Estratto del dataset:
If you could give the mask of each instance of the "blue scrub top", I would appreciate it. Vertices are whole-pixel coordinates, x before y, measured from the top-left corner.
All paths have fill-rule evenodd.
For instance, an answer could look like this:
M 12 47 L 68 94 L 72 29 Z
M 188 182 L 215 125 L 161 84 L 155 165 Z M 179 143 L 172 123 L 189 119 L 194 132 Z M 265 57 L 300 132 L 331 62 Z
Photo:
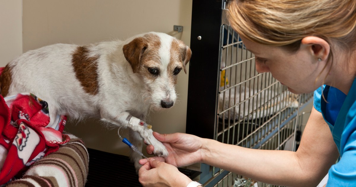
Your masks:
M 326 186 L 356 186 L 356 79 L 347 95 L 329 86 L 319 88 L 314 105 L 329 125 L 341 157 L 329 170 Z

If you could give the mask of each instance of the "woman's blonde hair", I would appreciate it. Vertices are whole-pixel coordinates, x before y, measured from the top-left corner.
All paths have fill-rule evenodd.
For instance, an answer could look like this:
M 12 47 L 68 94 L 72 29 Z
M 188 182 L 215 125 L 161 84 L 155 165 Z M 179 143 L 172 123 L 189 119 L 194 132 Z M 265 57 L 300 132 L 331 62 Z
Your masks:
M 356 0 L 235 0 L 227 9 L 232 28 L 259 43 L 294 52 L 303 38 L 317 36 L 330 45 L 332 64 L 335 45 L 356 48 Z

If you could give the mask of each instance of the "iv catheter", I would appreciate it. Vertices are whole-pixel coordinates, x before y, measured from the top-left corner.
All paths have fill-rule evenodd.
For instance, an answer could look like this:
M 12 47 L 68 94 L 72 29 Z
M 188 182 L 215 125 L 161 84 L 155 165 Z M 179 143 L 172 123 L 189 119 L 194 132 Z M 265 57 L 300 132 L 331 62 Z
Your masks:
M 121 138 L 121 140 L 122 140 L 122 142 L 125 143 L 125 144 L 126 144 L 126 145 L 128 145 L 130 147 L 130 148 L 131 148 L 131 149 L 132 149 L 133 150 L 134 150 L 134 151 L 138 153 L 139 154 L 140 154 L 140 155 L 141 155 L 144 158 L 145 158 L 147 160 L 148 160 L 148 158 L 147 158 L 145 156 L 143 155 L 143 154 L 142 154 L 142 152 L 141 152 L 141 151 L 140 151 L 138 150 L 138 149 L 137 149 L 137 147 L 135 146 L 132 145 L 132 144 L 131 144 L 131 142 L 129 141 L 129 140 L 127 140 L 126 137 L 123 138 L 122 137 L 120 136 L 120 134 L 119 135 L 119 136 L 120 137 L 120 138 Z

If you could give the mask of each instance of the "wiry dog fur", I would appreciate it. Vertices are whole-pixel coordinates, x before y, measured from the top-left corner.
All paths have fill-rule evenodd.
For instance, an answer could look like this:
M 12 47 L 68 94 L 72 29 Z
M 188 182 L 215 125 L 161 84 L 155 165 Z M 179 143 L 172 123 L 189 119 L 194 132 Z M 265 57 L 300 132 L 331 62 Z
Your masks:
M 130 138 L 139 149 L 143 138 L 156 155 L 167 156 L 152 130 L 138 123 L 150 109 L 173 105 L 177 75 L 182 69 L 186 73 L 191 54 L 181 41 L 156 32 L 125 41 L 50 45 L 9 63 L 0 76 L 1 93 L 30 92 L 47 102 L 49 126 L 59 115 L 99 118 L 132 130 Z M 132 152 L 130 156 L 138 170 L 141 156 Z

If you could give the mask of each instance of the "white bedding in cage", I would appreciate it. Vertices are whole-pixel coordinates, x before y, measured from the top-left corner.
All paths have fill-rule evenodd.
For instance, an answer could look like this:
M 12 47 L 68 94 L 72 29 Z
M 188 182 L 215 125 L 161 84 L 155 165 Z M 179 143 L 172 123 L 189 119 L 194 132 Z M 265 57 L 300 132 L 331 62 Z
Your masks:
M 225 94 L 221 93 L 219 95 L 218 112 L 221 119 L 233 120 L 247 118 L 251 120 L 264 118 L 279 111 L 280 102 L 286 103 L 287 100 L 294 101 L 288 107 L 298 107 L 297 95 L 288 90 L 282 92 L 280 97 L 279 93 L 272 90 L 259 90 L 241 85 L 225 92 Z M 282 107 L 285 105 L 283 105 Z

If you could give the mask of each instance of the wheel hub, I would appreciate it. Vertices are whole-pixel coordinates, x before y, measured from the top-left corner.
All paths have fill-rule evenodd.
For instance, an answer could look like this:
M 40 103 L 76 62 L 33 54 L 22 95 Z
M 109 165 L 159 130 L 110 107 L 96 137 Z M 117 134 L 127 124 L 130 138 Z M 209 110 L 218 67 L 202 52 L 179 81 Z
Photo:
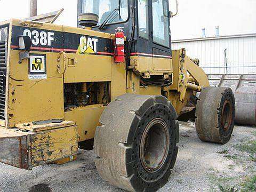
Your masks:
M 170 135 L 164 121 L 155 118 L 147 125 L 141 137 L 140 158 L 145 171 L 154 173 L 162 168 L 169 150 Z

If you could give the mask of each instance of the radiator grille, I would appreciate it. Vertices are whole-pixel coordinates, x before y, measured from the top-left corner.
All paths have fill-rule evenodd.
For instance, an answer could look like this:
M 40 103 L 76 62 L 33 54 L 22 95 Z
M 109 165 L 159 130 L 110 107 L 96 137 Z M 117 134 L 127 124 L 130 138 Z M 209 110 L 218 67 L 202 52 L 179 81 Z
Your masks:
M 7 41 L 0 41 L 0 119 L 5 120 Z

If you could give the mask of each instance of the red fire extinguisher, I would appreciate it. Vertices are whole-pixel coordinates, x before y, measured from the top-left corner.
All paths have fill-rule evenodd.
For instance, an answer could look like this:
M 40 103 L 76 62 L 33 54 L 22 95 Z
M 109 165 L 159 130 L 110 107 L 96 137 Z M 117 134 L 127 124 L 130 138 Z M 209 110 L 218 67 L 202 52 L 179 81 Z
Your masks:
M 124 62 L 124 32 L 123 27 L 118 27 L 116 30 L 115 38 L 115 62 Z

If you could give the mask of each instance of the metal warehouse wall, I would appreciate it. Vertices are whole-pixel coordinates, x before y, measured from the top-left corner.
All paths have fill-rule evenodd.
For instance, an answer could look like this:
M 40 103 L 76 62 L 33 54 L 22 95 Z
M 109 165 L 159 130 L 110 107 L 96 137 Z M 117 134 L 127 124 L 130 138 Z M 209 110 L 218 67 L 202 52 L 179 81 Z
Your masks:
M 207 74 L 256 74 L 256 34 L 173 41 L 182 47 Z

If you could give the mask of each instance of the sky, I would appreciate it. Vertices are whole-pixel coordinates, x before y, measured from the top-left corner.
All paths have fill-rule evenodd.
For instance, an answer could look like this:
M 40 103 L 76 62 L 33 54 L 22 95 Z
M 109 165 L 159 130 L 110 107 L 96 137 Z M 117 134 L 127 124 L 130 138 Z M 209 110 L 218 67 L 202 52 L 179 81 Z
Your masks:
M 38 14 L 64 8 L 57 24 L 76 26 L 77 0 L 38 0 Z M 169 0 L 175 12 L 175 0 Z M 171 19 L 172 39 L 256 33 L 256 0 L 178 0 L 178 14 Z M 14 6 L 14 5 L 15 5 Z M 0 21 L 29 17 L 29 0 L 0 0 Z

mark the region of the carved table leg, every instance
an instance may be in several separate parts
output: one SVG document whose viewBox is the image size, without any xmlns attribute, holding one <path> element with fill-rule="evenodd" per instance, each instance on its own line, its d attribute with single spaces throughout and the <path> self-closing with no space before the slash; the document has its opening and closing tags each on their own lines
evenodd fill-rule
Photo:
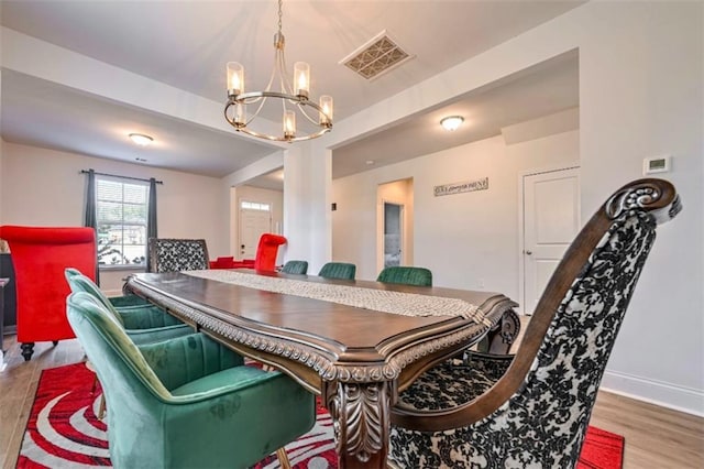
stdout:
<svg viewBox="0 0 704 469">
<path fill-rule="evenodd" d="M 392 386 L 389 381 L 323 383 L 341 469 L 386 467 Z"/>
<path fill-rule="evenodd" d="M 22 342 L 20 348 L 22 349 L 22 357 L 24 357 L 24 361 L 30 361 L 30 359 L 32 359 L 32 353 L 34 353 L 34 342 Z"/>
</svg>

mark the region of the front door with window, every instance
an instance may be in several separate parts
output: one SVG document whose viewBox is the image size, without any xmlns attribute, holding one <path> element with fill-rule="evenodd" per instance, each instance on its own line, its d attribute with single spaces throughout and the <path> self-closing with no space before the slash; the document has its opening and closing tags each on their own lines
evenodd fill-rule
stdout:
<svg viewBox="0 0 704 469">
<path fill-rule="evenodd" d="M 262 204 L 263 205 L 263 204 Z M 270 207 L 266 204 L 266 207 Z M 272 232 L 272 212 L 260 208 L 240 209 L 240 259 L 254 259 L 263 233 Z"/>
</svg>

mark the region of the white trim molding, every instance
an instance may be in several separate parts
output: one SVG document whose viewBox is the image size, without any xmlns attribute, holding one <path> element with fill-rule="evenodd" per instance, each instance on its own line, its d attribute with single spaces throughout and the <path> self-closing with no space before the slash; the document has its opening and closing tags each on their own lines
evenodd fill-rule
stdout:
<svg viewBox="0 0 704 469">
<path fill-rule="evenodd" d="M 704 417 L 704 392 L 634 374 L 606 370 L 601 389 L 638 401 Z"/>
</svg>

> _Obiettivo del compito_: Trascrivi alla lettera il tratto che si apre con la riga contenente "of the radiator" e si chiude con quella contenente "M 7 41 L 0 41 L 0 119 L 5 120 Z", entrambe incluse.

> _Risultato del compito_:
If you could give the mask of each instance of the radiator grille, I would appreciate it. Vertices are whole-pixel coordinates, x before y, measured from the top-left corner.
All paths have fill-rule evenodd.
For instance, an answer could look like this:
M 40 103 L 76 62 L 33 54 L 22 95 Z
M 109 165 L 159 130 L 110 107 L 96 137 Z M 117 134 L 127 124 L 130 138 Z M 209 110 L 218 67 L 202 52 L 179 81 Z
Your masks:
M 7 41 L 0 41 L 0 119 L 5 120 Z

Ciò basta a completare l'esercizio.